• Prompt 1: Reproduce the passage of the Skin Deep review from "With their experiment" up to and including "by her male-bodiedness.".
• Prompt 2: Write the next part of the Skin Deep review, picking up after its final sentence.

As it happens, the only science-fictional novelty in Skin Deep is an unnamed psychoactive substance implied by one brief shot of a mortar and pestle (the shape of which is echoed by a tent where the body-swapping ritual takes place), which presumably facilitates the transfer of consciousness between bodies. The device suggests intriguing parallels between body swapping, the therapeutic potential of radical shifts in perspective brought on by hallucinogens, the refreshing “change of scenery” we seek from a vacation, and the transcendence of religious ritual—all of which entail a reconstitution of the self on one level or another.
With their experiment prematurely aborted by Tristan, Leyla takes up an offer to switch bodies with a former alcoholic and longtime inhabitant of the island. Roman (Thomas Wodianka), the bereaved lover of Stella’s father, offers his recovered body to Leyla in an act of self-sacrifice. With this switch, Skin Deep delves into an intricate exploration of gender and sexuality, as Leyla enjoys a newfound exuberance within Roman’s male body and Tristan, back in his own body, comes to find that his love for her isn’t inhibited by her male-bodiedness.

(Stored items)
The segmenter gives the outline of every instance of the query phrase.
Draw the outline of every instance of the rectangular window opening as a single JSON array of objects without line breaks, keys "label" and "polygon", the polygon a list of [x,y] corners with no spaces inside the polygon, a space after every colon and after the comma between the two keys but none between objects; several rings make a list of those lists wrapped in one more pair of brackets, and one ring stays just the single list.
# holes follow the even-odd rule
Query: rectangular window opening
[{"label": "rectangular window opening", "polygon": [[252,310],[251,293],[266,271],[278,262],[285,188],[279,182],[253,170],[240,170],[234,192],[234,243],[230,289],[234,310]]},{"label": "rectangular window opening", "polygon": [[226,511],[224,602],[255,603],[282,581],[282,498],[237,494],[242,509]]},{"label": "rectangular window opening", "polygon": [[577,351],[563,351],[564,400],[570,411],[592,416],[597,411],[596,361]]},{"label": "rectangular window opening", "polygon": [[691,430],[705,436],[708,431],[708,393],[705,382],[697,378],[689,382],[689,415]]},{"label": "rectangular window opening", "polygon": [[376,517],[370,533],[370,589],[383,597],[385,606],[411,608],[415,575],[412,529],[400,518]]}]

• Result 1:
With their experiment prematurely aborted by Tristan, Leyla takes up an offer to switch bodies with a former alcoholic and longtime inhabitant of the island. Roman (Thomas Wodianka), the bereaved lover of Stella’s father, offers his recovered body to Leyla in an act of self-sacrifice. With this switch, Skin Deep delves into an intricate exploration of gender and sexuality, as Leyla enjoys a newfound exuberance within Roman’s male body and Tristan, back in his own body, comes to find that his love for her isn’t inhibited by her male-bodiedness.

• Result 2:
At times, Skin Deep strays perilously close to making an argument in favor of physical determinism. The idea that Leyla’s depression stems wholly from her body—as distinct from mind—is reinforced when “Roman [Leyla]” relapses, as if his previous recovery had nothing whatsoever to do with willpower, or memory, or patterns of thought.
Other developments, though, offer a more dialectic perspective, such as “Fabienne [Leyla]” not spiraling into full-blown depression, unlike “Roman [Leyla]. At one point, “Leyla [Fabienne]” describes to Stella a drowning nightmare that she’s had for years and how, in Fabienne’s body, the dream no longer afflicts her. Stella says it should come as no surprise that her sense of self alters inside a different body, since consciousness is also tied up in hormones, age, culture, history, and more. After all, an act as mundane as smoking marijuana can alter their moods. This suggests that the self is an intermeshing of mind and body as we perceive them—at times an open struggle, at times a shaky compromise, and, in rare moments, harmony.
Perhaps the most intriguing parallel raised by Skin Deep, if indirectly, is that between body swapping and the experience of stories. After all, where do the pleasures of fiction come from if not in identification with the experience of another self—another body in another space and time—fleeting and partial though it is. The way the filmmakers see it, this may take the form of an escape from oneself, as in Leyla’s case, or a desire to understand the perceptions of another human being as if from within, as in the case of Roman (and, later on, Tristan).
Further, Skin Deep hints that all our relations involve a fictional back and forth with others—often most intensely so where romantic partners learn to share their selves, becoming, in a sense, participants of one another through total intimacy. As the film shows, it’s not impossible to recognize one’s suffering in another, and to take on that suffering in order to transform it.